- **Exercise goal**
Beginning with the line in which "Please identify the vintage" appears, transcribe each line word for word until the records end. Do not include pictures.

- **Given records**

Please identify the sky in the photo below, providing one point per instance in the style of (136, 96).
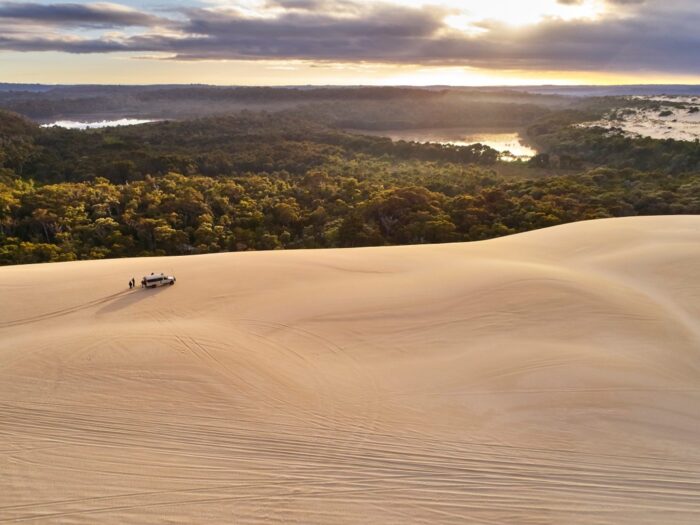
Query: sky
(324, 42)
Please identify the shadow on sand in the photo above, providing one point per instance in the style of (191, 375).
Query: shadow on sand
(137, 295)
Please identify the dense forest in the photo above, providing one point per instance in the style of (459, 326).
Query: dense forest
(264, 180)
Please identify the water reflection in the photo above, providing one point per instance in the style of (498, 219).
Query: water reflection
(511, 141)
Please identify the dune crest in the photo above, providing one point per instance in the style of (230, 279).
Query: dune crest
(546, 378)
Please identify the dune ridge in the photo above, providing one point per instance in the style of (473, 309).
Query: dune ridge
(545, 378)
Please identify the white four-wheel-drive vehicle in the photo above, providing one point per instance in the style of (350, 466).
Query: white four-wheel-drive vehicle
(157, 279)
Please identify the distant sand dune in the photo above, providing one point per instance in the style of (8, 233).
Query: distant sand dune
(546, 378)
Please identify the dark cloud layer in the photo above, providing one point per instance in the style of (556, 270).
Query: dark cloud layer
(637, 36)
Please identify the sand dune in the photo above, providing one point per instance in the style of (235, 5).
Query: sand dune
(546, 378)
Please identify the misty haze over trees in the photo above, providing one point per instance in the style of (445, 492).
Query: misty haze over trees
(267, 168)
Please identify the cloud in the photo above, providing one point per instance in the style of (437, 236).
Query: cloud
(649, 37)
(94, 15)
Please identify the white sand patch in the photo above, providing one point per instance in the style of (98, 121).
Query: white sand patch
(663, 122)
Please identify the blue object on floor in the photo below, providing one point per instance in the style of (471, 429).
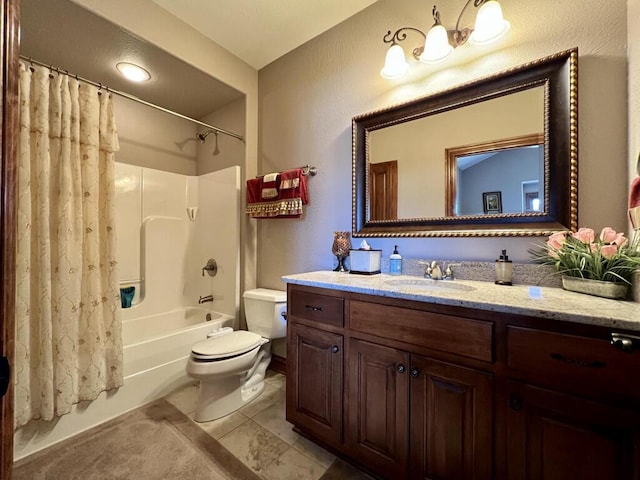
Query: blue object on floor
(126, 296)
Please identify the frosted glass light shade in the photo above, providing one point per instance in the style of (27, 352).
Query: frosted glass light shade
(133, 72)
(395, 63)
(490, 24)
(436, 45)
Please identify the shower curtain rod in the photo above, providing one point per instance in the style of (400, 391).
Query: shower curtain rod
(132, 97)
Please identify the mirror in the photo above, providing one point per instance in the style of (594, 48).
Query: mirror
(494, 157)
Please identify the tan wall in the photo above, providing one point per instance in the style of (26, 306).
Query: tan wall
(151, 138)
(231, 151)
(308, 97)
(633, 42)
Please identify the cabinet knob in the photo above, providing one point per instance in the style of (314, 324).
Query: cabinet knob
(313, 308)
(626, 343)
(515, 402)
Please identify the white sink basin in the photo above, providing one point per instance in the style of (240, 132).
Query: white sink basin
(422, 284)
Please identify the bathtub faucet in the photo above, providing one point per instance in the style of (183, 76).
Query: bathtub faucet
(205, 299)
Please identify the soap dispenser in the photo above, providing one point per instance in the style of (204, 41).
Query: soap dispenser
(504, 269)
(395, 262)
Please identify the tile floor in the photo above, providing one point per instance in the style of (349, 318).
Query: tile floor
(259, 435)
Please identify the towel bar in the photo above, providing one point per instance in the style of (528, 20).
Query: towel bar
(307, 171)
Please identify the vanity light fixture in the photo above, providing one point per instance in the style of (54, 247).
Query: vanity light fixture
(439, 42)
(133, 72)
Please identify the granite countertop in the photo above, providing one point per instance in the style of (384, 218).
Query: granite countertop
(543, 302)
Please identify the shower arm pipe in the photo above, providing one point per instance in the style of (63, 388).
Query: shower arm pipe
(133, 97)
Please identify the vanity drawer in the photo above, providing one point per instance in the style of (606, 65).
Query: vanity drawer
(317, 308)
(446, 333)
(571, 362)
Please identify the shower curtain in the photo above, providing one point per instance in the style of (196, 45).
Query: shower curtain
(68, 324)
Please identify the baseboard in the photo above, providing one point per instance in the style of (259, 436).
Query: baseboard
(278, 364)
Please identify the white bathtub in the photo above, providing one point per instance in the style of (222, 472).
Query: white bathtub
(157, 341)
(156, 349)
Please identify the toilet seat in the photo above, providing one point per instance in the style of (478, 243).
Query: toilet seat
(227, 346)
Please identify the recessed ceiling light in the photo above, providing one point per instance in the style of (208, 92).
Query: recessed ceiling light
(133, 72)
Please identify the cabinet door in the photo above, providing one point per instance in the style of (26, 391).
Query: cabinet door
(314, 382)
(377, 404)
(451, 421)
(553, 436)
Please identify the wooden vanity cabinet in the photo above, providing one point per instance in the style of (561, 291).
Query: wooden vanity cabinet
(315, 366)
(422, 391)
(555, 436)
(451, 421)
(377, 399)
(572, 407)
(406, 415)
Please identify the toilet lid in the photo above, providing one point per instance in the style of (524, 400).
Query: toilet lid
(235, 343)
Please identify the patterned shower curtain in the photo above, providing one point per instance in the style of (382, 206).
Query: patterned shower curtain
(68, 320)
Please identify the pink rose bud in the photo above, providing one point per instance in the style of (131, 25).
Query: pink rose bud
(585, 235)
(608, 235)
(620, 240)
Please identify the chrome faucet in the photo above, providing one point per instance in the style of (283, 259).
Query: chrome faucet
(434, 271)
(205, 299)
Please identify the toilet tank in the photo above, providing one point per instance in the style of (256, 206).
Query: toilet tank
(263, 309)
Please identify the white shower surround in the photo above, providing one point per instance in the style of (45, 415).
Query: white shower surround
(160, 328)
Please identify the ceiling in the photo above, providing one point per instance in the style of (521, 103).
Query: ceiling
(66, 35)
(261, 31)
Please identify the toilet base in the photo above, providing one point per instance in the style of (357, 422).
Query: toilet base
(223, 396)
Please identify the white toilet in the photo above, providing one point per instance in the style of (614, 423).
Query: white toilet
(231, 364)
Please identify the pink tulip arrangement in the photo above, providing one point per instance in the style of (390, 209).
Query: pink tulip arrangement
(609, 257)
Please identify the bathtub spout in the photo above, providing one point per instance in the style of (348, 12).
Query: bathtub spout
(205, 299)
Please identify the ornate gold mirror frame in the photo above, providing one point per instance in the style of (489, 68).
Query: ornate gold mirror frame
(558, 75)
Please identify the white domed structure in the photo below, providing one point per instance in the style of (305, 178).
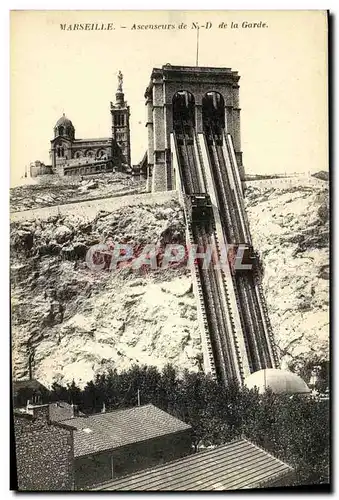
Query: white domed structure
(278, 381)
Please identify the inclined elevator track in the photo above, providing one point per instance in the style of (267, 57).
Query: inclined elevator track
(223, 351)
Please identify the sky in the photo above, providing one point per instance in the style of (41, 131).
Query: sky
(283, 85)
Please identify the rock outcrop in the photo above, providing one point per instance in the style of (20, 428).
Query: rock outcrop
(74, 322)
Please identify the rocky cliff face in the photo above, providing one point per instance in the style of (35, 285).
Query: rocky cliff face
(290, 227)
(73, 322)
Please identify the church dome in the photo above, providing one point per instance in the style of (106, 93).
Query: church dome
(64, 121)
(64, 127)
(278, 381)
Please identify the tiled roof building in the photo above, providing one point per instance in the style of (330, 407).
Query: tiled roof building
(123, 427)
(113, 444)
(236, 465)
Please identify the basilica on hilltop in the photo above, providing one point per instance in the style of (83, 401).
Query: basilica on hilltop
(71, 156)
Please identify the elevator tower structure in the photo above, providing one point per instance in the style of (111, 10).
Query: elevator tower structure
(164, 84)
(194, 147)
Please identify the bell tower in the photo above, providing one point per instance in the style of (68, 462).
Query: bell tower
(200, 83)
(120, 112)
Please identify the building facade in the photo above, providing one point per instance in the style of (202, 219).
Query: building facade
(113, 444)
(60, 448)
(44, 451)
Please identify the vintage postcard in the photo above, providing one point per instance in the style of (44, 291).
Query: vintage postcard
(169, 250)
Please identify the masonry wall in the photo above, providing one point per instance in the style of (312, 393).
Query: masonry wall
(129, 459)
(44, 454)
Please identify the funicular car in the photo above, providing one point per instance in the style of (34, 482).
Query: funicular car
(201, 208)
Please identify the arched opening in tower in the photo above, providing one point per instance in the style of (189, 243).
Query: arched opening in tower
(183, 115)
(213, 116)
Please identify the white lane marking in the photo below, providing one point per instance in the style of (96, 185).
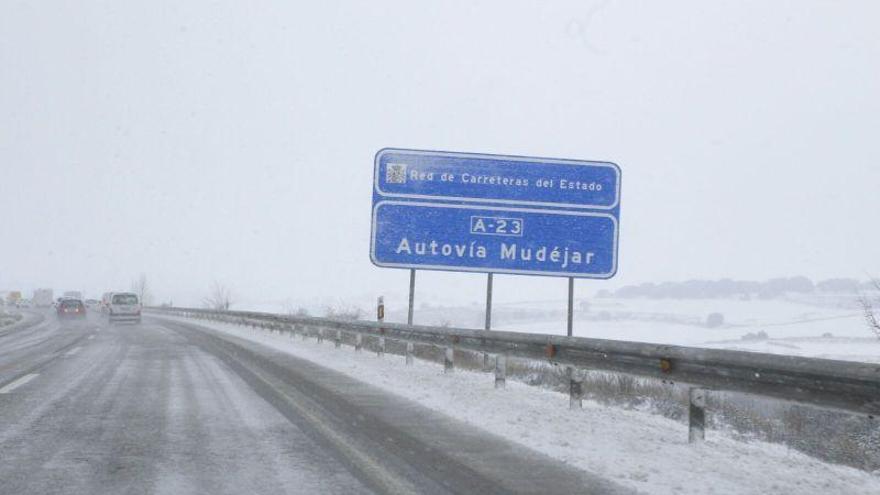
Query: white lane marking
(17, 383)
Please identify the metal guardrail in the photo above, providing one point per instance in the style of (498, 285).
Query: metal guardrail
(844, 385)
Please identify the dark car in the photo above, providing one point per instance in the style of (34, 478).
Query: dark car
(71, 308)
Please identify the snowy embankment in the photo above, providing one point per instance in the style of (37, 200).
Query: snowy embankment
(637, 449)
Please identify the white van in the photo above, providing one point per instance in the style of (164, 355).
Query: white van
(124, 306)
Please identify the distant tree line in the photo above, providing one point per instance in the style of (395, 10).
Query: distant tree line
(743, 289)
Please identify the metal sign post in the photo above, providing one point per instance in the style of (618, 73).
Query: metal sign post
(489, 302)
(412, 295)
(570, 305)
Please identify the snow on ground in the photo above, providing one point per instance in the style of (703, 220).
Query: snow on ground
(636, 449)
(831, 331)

- **The response**
Please identify the vintage postcard in the photo above, providing one point per instance in the style of (44, 291).
Query: vintage postcard
(169, 250)
Please identify the masonry wall in the photo above, providing one point per instance in the style of (312, 393).
Query: masonry wall
(129, 459)
(44, 454)
Please identify the funicular car in the photo above, providing one point per instance in the style of (34, 482).
Query: funicular car
(201, 208)
Please identify the arched opening in tower in the photo above, providing one point per instance in the style of (189, 243).
Query: arched opening in tower
(183, 115)
(213, 116)
Please identify the white lane marking in the photo below, providing one point per instance in the style of (96, 185).
Query: white lane marking
(17, 383)
Please identify the metal guardrail in the photo above, providing one point per instance in the style of (498, 285).
Query: metal guardrail
(844, 385)
Please identify the dark car in the photo above, providing one point per instance in the style of (34, 478).
Query: dark car
(71, 308)
Please identify the snowy embankment in the photo above, providing one point per instance in the style of (37, 200).
Query: snowy embankment
(637, 449)
Please identify the white van in the photo above, providing one point per instance in the style of (164, 355).
Query: white van
(124, 306)
Please identify the distant tree line in the photo above, providing one point per instance in the style of (395, 10).
Query: distant tree line
(743, 289)
Please identify the metal sign post in the photo above, providing one point per instance in the style of (618, 73).
Query: metal sign post
(489, 302)
(412, 295)
(570, 305)
Please identify the snow on ground in the photo above, providing one point per instance in the style of (703, 220).
Query: snow on ground
(636, 449)
(831, 331)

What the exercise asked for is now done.